## Begin GIVEN ENTRIES
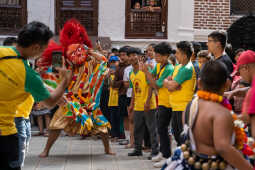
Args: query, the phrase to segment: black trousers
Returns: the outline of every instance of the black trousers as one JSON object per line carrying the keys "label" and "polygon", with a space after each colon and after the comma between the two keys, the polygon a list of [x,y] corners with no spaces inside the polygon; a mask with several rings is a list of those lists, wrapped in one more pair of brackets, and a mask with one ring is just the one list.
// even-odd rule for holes
{"label": "black trousers", "polygon": [[171,141],[169,139],[168,126],[172,118],[172,109],[164,106],[158,107],[158,134],[160,139],[160,152],[163,157],[171,156]]}
{"label": "black trousers", "polygon": [[134,112],[134,144],[135,150],[142,151],[142,142],[144,138],[144,130],[147,126],[150,133],[150,142],[152,155],[158,154],[158,139],[156,133],[156,116],[155,110],[150,110],[149,112],[135,111]]}
{"label": "black trousers", "polygon": [[145,126],[144,129],[144,146],[146,148],[151,148],[151,141],[150,141],[150,132],[149,129],[147,128],[147,126]]}
{"label": "black trousers", "polygon": [[174,138],[177,142],[177,146],[180,146],[183,143],[183,139],[181,137],[181,133],[183,130],[182,114],[183,114],[183,111],[172,112],[172,129],[173,129]]}
{"label": "black trousers", "polygon": [[10,162],[19,160],[18,135],[0,136],[0,169],[20,170],[20,167],[10,167]]}
{"label": "black trousers", "polygon": [[120,134],[125,136],[124,130],[124,117],[128,116],[127,111],[128,100],[126,95],[119,96],[119,107],[120,107]]}
{"label": "black trousers", "polygon": [[111,115],[111,136],[120,137],[120,108],[119,106],[109,107]]}

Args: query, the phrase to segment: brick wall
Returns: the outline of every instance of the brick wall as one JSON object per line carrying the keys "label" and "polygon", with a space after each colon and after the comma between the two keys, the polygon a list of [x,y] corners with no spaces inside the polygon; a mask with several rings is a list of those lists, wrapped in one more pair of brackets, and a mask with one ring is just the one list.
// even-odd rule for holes
{"label": "brick wall", "polygon": [[230,15],[230,0],[194,2],[194,29],[226,30],[238,18]]}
## End GIVEN ENTRIES
## TASK DESCRIPTION
Write out each line again precisely as it appears, skipping every picture.

## RESPONSE TO THE EXERCISE
Args: query, the phrase to segment: black trousers
Returns: the outline of every instance of the black trousers as one JSON object per line carrying the keys "label" and "polygon", with a space after each colon and after the comma between the two keys, the polygon a list of [x,y] corners with no spaces inside the polygon; a mask with several rings is a list of those lists, wrapped in one more pair of brackets, and a mask with one ring is just the one list.
// even-odd rule for holes
{"label": "black trousers", "polygon": [[171,141],[169,139],[168,126],[172,118],[172,109],[164,106],[158,107],[158,134],[160,139],[160,152],[163,157],[171,156]]}
{"label": "black trousers", "polygon": [[134,112],[134,144],[135,150],[142,151],[142,142],[144,138],[144,130],[147,126],[150,133],[150,142],[152,155],[158,154],[158,139],[156,133],[156,116],[155,110],[150,110],[149,112],[135,111]]}
{"label": "black trousers", "polygon": [[145,126],[144,129],[144,146],[146,148],[151,148],[151,141],[150,141],[150,132],[149,129],[147,128],[147,126]]}
{"label": "black trousers", "polygon": [[174,138],[177,142],[177,146],[180,146],[183,143],[183,139],[181,137],[181,133],[183,130],[182,114],[183,114],[183,111],[172,112],[172,129],[173,129]]}
{"label": "black trousers", "polygon": [[10,162],[19,160],[18,135],[0,136],[0,169],[20,170],[20,167],[10,167]]}
{"label": "black trousers", "polygon": [[120,134],[125,136],[124,130],[124,117],[128,116],[127,111],[128,100],[126,95],[119,96],[119,107],[120,107]]}
{"label": "black trousers", "polygon": [[111,115],[111,136],[120,137],[120,108],[119,106],[109,107]]}

Args: query, the phrase to segment: brick wall
Returns: the outline of every instance of the brick wall as one JSON object per line carrying the keys "label" and "polygon", with a space after each colon and after the comma between the two keys, the polygon a list of [x,y] corners with no spaces inside the polygon; a mask with several rings is a list of those lists, wrapped in one more pair of brackets, and a mask with one ring is just the one list.
// even-odd rule for holes
{"label": "brick wall", "polygon": [[230,15],[230,0],[194,2],[194,29],[226,30],[238,18]]}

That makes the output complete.